START RECORDS PROVIDED

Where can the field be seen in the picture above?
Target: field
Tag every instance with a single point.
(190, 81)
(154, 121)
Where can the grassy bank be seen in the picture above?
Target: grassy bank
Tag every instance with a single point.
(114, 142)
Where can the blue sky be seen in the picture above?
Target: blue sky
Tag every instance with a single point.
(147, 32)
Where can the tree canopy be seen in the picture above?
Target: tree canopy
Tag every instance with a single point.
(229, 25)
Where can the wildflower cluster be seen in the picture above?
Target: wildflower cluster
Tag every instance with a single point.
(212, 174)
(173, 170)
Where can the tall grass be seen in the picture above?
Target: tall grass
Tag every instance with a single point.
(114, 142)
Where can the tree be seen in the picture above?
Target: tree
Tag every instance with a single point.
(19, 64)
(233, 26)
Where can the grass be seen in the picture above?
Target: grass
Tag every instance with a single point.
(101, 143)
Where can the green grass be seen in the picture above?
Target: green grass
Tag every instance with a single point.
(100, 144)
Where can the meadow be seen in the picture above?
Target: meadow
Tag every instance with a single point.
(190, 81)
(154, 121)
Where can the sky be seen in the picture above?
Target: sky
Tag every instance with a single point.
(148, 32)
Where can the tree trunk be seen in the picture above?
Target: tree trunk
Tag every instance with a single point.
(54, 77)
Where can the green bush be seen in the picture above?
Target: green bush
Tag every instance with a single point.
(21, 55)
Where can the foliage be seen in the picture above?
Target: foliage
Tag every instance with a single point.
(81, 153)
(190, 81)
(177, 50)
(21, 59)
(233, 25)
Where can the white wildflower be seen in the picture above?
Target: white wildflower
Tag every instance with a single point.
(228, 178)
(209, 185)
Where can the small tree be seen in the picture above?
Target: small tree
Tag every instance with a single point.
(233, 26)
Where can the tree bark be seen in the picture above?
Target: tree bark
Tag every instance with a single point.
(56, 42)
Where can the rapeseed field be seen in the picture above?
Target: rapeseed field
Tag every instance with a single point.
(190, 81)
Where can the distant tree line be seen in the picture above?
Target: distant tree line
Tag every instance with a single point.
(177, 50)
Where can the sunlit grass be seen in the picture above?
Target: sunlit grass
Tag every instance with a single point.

END RECORDS PROVIDED

Whatever the entries above contain, reproduce all of them exactly.

Where can the field be seen in the picture above?
Target: field
Tag every instance with a single point.
(190, 81)
(154, 121)
Where can the grassy bank be seen in the picture above?
Target: grassy bank
Tag every instance with a single point.
(114, 142)
Where can the blue sky be seen in the picture above?
Target: blue sky
Tag every instance with a single point.
(147, 32)
Where can the tree canopy be seen in the picture above?
Target: tree canopy
Tag every instance with a single point.
(229, 25)
Where can the wildflower cluster be seen in the picture above?
Target: wildflower cluster
Tag every instance with a single point.
(212, 174)
(173, 170)
Where can the tall grass be seen in the picture above?
Target: tall grass
Tag every instance with a single point.
(114, 142)
Where can the tree be seen in the picture above?
Target: tree
Tag every instance with a single point.
(19, 64)
(233, 26)
Where can the grass be seen in the picture above?
Target: grass
Tag every instance with a single point.
(101, 143)
Where can the green grass be seen in the picture above?
Target: green grass
Tag every instance with a single point.
(100, 144)
Where can the meadow be seen in the picture above?
Target: meadow
Tag every instance with a single point.
(190, 81)
(154, 121)
Where can the sky be seen in the picture above?
Target: sky
Tag every instance with a single point.
(148, 32)
Where can the tree trunk be seen in the picture above?
Target: tree trunk
Tag every instance with a single point.
(54, 77)
Where can the green bush be seen in the picture above?
Target: green bush
Tag every instance with a single point.
(21, 55)
Where can the foliage be seen in the picture above?
Target: foliage
Tag every instance with a single point.
(81, 153)
(190, 81)
(177, 50)
(21, 59)
(233, 25)
Where can the white wildflower be seen in the picture above?
Target: white wildflower
Tag every instance with a single point.
(228, 178)
(209, 185)
Where can the small tree be seen in the picture above?
Target: small tree
Tag every instance with a single point.
(233, 26)
Where can the tree bark be seen in the picture above?
Target: tree bark
Tag every instance with a single point.
(56, 42)
Where can the rapeseed field be seen in the picture above?
Target: rapeseed field
Tag every instance with a single point.
(190, 81)
Where can the distant tree line be seen in the picture above?
Target: distant tree line
Tag every instance with a single point.
(177, 50)
Where can the sunlit grass be seen in the picture above?
Target: sunlit grass
Tag every instance with a single point.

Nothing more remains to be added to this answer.